Segment Start: PROVIDED TEXT

Find out more from the
Center for Biological Diversity:
Unbottle Water
The Press-Enterprise, January 22, 2016

Bottling up profits and leaving the rest of us to pay the price

By Ileene Anderson

 

Have you seen Arrowhead’s full-page ads here in Southern California? In newspapers and magazines, the bottled water brand owned by Swiss-based Nestlé has gone out of its way to showcase its love for our planet and all things “natural.”

But here’s what you don’t hear: The costs of bottled water are very steep for our planet, wildlife and those of us who value clean, fresh water here in California.

You can start with what’s been happening in the San Bernardino National Forest. For the past 27 years, Arrowhead has extracted more than 1.8 billion gallons from Strawberry Creek – about 68,000 gallons a day. And the U.S. Forest Service has allowed Arrowhead to operate with an expired permit since 1988, without ever looking at the impacts on our public lands, creeks or wild animals that call the forest home.

The Center for Biological Diversity, where I work, in October joined other local and conservation organizations in a lawsuit challenging the Forest Service’s failure to protect our public lands and resources. After 27 years, we’re still waiting for the Forest Service to begin a new process to examine the effect of that pipeline, because Strawberry Creek is home to wildlife that needs that water, including frogs, birds and fish.

But there are larger issues with Nestlé and the bottled water industry.

Even though bottled water quality is about the same as the water quality of most municipal water systems, Nestlé/Arrowhead and other companies charge up to 2,000 times the cost of tap water and then leave the rest of us to clean up the plastic pollution.

That’s no small thing: It’s hard to walk any beach or forest or park without stumbling onto a littered bottle of water. And much of that litter finds its way into the ocean. Billions of pounds of plastic pollution now swirl through our oceans, absorbing toxins that can kill nearly 300 different types of animals, including seabirds, whales, seals and sea turtles.

Segment End: PROVIDED TEXT
Segment Start: DATA FOR ANALYSIS

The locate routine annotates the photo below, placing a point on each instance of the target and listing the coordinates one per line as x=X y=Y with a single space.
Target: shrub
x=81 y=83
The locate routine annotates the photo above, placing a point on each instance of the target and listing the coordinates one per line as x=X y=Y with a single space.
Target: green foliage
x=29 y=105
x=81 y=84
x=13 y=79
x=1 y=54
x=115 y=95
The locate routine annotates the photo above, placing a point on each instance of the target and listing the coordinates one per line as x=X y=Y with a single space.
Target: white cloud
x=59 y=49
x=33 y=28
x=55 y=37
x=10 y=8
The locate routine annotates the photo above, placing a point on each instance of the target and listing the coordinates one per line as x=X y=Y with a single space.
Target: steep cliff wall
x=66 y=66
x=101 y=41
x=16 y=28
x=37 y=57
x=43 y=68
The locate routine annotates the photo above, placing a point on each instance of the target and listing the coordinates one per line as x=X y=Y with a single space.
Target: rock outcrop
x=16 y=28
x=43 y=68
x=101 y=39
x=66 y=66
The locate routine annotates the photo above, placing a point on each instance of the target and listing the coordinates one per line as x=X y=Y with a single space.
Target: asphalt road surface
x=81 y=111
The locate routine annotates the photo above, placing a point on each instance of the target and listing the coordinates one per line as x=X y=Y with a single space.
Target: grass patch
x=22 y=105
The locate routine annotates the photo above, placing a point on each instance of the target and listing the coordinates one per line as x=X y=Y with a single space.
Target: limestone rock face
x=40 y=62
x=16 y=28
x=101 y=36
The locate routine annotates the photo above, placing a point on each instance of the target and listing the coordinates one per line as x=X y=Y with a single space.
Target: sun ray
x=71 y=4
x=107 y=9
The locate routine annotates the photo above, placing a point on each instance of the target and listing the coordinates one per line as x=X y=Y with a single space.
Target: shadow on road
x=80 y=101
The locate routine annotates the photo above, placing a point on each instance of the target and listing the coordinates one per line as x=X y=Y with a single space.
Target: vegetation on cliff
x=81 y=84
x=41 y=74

Segment End: DATA FOR ANALYSIS

**PROBLEM TO SOLVE**
Reproduce, word for word, the complete article above about Arrowhead bottled water and Strawberry Creek.

**SOLUTION TO THIS TASK**
Find out more from the
Center for Biological Diversity:
Unbottle Water
The Press-Enterprise, January 22, 2016

Bottling up profits and leaving the rest of us to pay the price

By Ileene Anderson

 

Have you seen Arrowhead’s full-page ads here in Southern California? In newspapers and magazines, the bottled water brand owned by Swiss-based Nestlé has gone out of its way to showcase its love for our planet and all things “natural.”

But here’s what you don’t hear: The costs of bottled water are very steep for our planet, wildlife and those of us who value clean, fresh water here in California.

You can start with what’s been happening in the San Bernardino National Forest. For the past 27 years, Arrowhead has extracted more than 1.8 billion gallons from Strawberry Creek – about 68,000 gallons a day. And the U.S. Forest Service has allowed Arrowhead to operate with an expired permit since 1988, without ever looking at the impacts on our public lands, creeks or wild animals that call the forest home.

The Center for Biological Diversity, where I work, in October joined other local and conservation organizations in a lawsuit challenging the Forest Service’s failure to protect our public lands and resources. After 27 years, we’re still waiting for the Forest Service to begin a new process to examine the effect of that pipeline, because Strawberry Creek is home to wildlife that needs that water, including frogs, birds and fish.

But there are larger issues with Nestlé and the bottled water industry.

Even though bottled water quality is about the same as the water quality of most municipal water systems, Nestlé/Arrowhead and other companies charge up to 2,000 times the cost of tap water and then leave the rest of us to clean up the plastic pollution.

That’s no small thing: It’s hard to walk any beach or forest or park without stumbling onto a littered bottle of water. And much of that litter finds its way into the ocean. Billions of pounds of plastic pollution now swirl through our oceans, absorbing toxins that can kill nearly 300 different types of animals, including seabirds, whales, seals and sea turtles.